### 本文抜粋
しかし、もし私達が偏見なし[サマットヴァ]に物事を見る時、ラーガ・ドヴェーシャは中和されます。

ラーガ・ドヴェーシャは、どんな種類の反応をも作り出す事の出来ない様に溶かされます。

ラーガ・ドヴェーシャは、様々なカルマを通し、それ自身を現します。

そして、その人のサマットヴァの考えのあり方に合わせて中和されます。

これがカルマ・ヨーガによって意味される事です。

ヨーガに留まる[スタ]とは、このサマットヴァの考えのあり方を楽しむと言う意味です。

成功[シッディ]、失敗[アシッディ]のどちらも、偏見なく受け取れることがヨーガと呼ばれます。

これが、私達をヨーギーにするものです。

ヴェーダで申し付けられている儀式[vaidika-karma]

①誰かに望まれた何らかの結果を生み出す為の儀式[kāmya-karma]

②毎日の儀式[nitya-karma]

③特別な日時に行われる儀式[naimittika-karma]

④間違った行いを正す為の儀式[prāyaścitta-karma]

ラーマの父ダシャラタは王様として、子供を望みプットラカーメシュティという儀式で4人の子供を得ました。

この種類の儀式[カルマ]は、カーミャ・カルマの例えです。

カーミャ・カルマはヴェーダによって仕組まれて解き明かされ、何らかのカルマがある結果を生み出すと言います。

同様に「天国を得る」ヴェーダの中に述べられた多くの儀式があり、これも全てカーミャ・カルマです。

しかしそれは、カーミャ・カルマが、アンタッカラナ・シュッディの為ではありません。

特別な儀式が、特別な結果の為に述べられましたが、子供に対する望みの様に、それらは単に、望まれるもの[カーミャ]の為です。

”ニッテャ・カルマ”と、”ナイミッテャ・カルマ”これら2つは一緒に考えられます。

学生[ブランマチャーリー]は、2種類のカルマをします。

①毎日3回為されるサンデャ・ヴァンダナという祈り。

②サミッダーダーナと呼ばれる火を使う儀式。

朝に1度行われ、その中に「私が輝きであります様に。私が完全に自分自身をコントロールする人であります様に。」という祈りがあります。

家庭人[グラハスタ]もサンデャ・ヴァンダナは続きます。

ところがサミッダーダーナは、アッグニホートラに置き換えられ、アッグニホートラは朝と夜の2回行わなけます。

結婚の日に灯された火は、その人がサンニャーサの生き方を選ぶか、あるいは死ぬ時まで、火が消える事が許されません。

もし結婚した人が、サンニャーサの前に死んだら、その同じ火が、その体を火葬する為に使われます。

### 課題
上のカルマ・ヨーガについての本文から、「朝に1度行われ、その中に「私」と「体を火葬する為に使われます。」の間を、その両端の語句も含めて一字一句違えずに書き写してください。

### データ行
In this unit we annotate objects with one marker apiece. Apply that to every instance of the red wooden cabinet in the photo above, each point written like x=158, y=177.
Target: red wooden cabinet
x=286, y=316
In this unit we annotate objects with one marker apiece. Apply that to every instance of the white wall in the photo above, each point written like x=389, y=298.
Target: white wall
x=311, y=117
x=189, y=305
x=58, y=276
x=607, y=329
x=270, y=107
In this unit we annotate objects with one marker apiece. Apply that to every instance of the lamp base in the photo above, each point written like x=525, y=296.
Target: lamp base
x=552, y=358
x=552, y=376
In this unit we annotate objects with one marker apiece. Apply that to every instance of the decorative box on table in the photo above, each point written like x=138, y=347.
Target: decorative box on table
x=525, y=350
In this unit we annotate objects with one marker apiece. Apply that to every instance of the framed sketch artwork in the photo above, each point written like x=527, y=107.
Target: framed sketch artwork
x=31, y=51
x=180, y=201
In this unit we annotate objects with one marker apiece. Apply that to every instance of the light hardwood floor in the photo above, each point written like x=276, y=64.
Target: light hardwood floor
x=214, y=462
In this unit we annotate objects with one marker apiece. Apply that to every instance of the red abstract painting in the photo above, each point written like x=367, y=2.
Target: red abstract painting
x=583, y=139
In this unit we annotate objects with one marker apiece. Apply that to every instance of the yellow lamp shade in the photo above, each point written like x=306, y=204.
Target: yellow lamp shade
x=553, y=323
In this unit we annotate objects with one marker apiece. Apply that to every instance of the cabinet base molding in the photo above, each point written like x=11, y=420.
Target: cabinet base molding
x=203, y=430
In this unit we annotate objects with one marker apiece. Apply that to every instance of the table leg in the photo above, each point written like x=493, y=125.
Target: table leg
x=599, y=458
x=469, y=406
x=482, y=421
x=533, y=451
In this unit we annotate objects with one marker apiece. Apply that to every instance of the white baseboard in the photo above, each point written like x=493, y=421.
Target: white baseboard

### 解答
朝に1度行われ、その中に「私が輝きであります様に。私が完全に自分自身をコントロールする人であります様に。」という祈りがあります。

家庭人[グラハスタ]もサンデャ・ヴァンダナは続きます。

ところがサミッダーダーナは、アッグニホートラに置き換えられ、アッグニホートラは朝と夜の2回行わなけます。

結婚の日に灯された火は、その人がサンニャーサの生き方を選ぶか、あるいは死ぬ時まで、火が消える事が許されません。

もし結婚した人が、サンニャーサの前に死んだら、その同じ火が、その体を火葬する為に使われます。